▸ **What to work on**:
Pull out each line of the entries below that contains the word "green", and copy those lines unchanged.

— Start of Records for this exercise —

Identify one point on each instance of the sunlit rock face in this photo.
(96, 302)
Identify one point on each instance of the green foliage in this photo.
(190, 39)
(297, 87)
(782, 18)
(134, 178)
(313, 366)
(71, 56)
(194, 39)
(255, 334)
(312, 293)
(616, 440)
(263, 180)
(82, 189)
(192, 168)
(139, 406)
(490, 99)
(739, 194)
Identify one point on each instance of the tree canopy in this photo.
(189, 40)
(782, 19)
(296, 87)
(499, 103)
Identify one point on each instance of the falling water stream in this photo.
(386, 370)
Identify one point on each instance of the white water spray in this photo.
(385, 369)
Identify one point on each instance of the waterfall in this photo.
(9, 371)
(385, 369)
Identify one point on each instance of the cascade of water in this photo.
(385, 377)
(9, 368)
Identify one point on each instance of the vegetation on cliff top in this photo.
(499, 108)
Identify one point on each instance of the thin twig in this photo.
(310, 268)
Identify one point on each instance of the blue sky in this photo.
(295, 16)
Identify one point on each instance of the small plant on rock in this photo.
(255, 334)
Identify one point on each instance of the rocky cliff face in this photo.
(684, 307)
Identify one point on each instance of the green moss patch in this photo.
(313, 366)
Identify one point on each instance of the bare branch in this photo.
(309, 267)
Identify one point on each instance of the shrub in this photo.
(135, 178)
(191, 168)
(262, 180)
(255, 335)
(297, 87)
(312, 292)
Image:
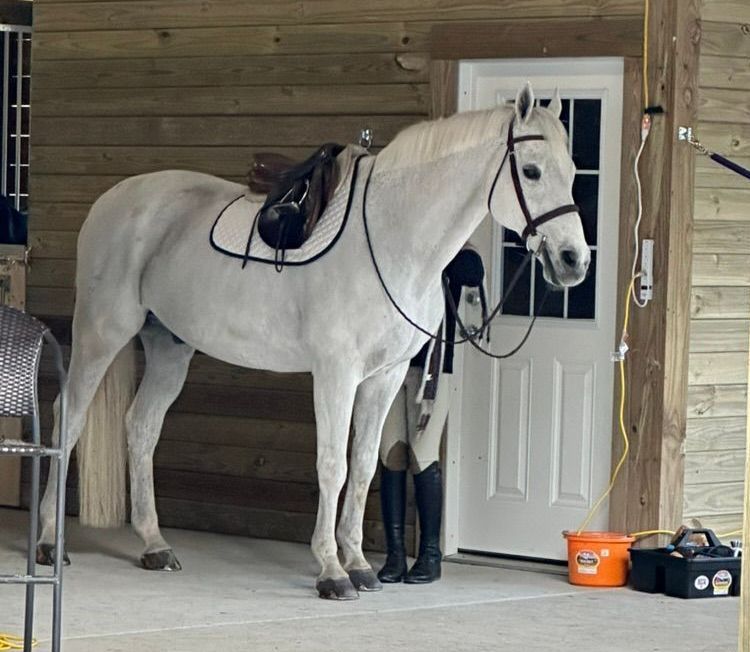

— End of Records for this exercise —

▸ **The solution**:
Identify one point on each instance of the green foliage in this photo.
Identify one point on each instance of the green moss patch in this photo.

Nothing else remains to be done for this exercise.